● **How to complete this task**
Each line below needs to be printed again exactly.

(Data entries)
* * * * * * * * *

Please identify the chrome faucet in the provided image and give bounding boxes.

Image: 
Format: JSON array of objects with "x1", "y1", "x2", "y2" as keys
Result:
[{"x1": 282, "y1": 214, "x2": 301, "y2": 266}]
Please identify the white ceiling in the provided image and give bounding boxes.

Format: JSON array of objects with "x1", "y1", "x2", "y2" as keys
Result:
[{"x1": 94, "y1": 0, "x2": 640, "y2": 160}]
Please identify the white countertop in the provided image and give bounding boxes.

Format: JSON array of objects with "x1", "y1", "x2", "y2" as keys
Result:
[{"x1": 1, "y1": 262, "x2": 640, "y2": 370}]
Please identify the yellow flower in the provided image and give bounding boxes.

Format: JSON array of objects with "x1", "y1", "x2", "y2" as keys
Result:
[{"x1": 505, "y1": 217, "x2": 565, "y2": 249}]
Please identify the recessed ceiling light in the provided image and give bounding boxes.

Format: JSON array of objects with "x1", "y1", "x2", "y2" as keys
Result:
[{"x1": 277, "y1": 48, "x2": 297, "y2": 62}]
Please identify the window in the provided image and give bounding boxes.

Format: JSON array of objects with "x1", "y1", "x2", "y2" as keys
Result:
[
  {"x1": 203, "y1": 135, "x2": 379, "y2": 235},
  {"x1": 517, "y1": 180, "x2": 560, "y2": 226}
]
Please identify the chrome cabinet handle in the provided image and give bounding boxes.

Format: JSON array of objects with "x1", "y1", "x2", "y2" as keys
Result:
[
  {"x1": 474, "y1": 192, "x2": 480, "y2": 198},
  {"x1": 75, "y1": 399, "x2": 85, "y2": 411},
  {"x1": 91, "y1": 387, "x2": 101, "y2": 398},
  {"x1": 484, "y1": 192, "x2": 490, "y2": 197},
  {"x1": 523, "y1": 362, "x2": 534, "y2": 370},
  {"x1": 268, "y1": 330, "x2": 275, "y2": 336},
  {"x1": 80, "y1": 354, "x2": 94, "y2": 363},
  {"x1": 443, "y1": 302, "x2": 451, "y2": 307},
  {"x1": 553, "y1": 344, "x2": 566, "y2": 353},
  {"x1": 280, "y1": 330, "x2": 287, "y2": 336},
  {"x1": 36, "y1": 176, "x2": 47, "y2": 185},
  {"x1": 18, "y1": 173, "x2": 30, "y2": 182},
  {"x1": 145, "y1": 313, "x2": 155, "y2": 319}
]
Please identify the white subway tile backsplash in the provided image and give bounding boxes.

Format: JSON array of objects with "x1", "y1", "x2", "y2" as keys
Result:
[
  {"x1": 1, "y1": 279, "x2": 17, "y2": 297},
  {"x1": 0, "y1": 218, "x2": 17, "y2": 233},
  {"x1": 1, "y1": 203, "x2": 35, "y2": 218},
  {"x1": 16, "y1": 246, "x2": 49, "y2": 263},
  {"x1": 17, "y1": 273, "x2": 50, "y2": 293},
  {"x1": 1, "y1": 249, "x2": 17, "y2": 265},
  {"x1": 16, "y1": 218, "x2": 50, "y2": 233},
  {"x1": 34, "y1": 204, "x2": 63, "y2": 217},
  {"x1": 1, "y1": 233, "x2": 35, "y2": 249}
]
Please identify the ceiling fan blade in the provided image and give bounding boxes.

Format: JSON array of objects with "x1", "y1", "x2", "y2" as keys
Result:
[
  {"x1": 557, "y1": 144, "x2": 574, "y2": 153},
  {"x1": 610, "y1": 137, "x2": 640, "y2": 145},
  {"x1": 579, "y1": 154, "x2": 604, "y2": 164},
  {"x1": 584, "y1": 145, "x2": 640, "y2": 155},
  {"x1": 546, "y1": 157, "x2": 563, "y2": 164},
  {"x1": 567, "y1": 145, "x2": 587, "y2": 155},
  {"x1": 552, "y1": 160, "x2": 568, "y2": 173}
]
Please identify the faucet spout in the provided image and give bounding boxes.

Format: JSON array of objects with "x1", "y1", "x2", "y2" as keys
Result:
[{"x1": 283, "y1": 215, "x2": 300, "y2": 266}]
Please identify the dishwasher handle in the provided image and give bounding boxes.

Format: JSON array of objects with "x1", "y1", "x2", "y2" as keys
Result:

* * * * * * * * *

● **Solution for this exercise**
Please identify the chrome faucet in the provided image and give bounding boxes.

Image: 
Format: JSON array of objects with "x1", "y1", "x2", "y2" as keys
Result:
[{"x1": 282, "y1": 214, "x2": 301, "y2": 266}]
Please identify the white ceiling in the provided image and give bounding boxes.

Format: JSON array of objects with "x1", "y1", "x2", "y2" as keys
Result:
[{"x1": 94, "y1": 0, "x2": 640, "y2": 160}]
Please identify the white countertop in the provided image and give bounding boxes.

Format: JSON array of objects with "x1", "y1", "x2", "y2" as keys
Result:
[{"x1": 1, "y1": 262, "x2": 640, "y2": 370}]
Please identify the yellow flower in the provided image and give bounding boxes.

Format: JSON array of objects with "x1", "y1", "x2", "y2" as keys
Result:
[{"x1": 505, "y1": 217, "x2": 565, "y2": 249}]
Please identify the recessed ceiling light in the provided image and give bounding boxes.

Format: JSON array of objects with "x1", "y1", "x2", "y2" as keys
Result:
[{"x1": 277, "y1": 48, "x2": 297, "y2": 62}]
Please identify the window in the provided image and give bounding boxes.

Format: JSON array of objects with "x1", "y1", "x2", "y2" as keys
Result:
[
  {"x1": 203, "y1": 135, "x2": 379, "y2": 235},
  {"x1": 517, "y1": 180, "x2": 560, "y2": 226}
]
Please identify the chrome cabinet handle in the provided image and give bounding boxes.

Format: JSON array of objects with "x1", "y1", "x2", "y2" as keys
Result:
[
  {"x1": 474, "y1": 192, "x2": 480, "y2": 198},
  {"x1": 75, "y1": 399, "x2": 85, "y2": 411},
  {"x1": 91, "y1": 387, "x2": 101, "y2": 398},
  {"x1": 484, "y1": 192, "x2": 490, "y2": 197},
  {"x1": 523, "y1": 362, "x2": 534, "y2": 370},
  {"x1": 268, "y1": 330, "x2": 275, "y2": 336},
  {"x1": 80, "y1": 354, "x2": 94, "y2": 363},
  {"x1": 443, "y1": 302, "x2": 451, "y2": 307},
  {"x1": 553, "y1": 344, "x2": 566, "y2": 353},
  {"x1": 280, "y1": 330, "x2": 287, "y2": 336},
  {"x1": 36, "y1": 176, "x2": 47, "y2": 185},
  {"x1": 18, "y1": 173, "x2": 30, "y2": 182},
  {"x1": 145, "y1": 313, "x2": 155, "y2": 319}
]
Please identify the white subway tile backsplash in the provided image and give bounding boxes.

Format: JSON array of objects with "x1", "y1", "x2", "y2" as keys
Result:
[
  {"x1": 1, "y1": 279, "x2": 17, "y2": 297},
  {"x1": 0, "y1": 218, "x2": 17, "y2": 233},
  {"x1": 1, "y1": 203, "x2": 35, "y2": 218},
  {"x1": 16, "y1": 246, "x2": 49, "y2": 263},
  {"x1": 17, "y1": 273, "x2": 50, "y2": 293},
  {"x1": 1, "y1": 249, "x2": 17, "y2": 265},
  {"x1": 16, "y1": 218, "x2": 50, "y2": 233},
  {"x1": 34, "y1": 204, "x2": 63, "y2": 217},
  {"x1": 1, "y1": 233, "x2": 35, "y2": 249}
]
Please identify the ceiling fan blade in the provided image and give bounding boxes.

Format: JSON array of objects with "x1", "y1", "x2", "y2" as keys
Result:
[
  {"x1": 557, "y1": 144, "x2": 574, "y2": 153},
  {"x1": 610, "y1": 137, "x2": 640, "y2": 145},
  {"x1": 579, "y1": 154, "x2": 604, "y2": 164},
  {"x1": 584, "y1": 145, "x2": 640, "y2": 155},
  {"x1": 546, "y1": 157, "x2": 563, "y2": 164},
  {"x1": 567, "y1": 145, "x2": 587, "y2": 155},
  {"x1": 552, "y1": 160, "x2": 568, "y2": 173}
]
Please identify the faucet spout in the provided image and give bounding boxes.

Format: JSON array of objects with "x1", "y1", "x2", "y2" as keys
Result:
[{"x1": 283, "y1": 215, "x2": 300, "y2": 266}]
Please identify the dishwasher handle in the provided image and give bounding boxes.

Format: JSON array of objects with "x1", "y1", "x2", "y2" as keys
Result:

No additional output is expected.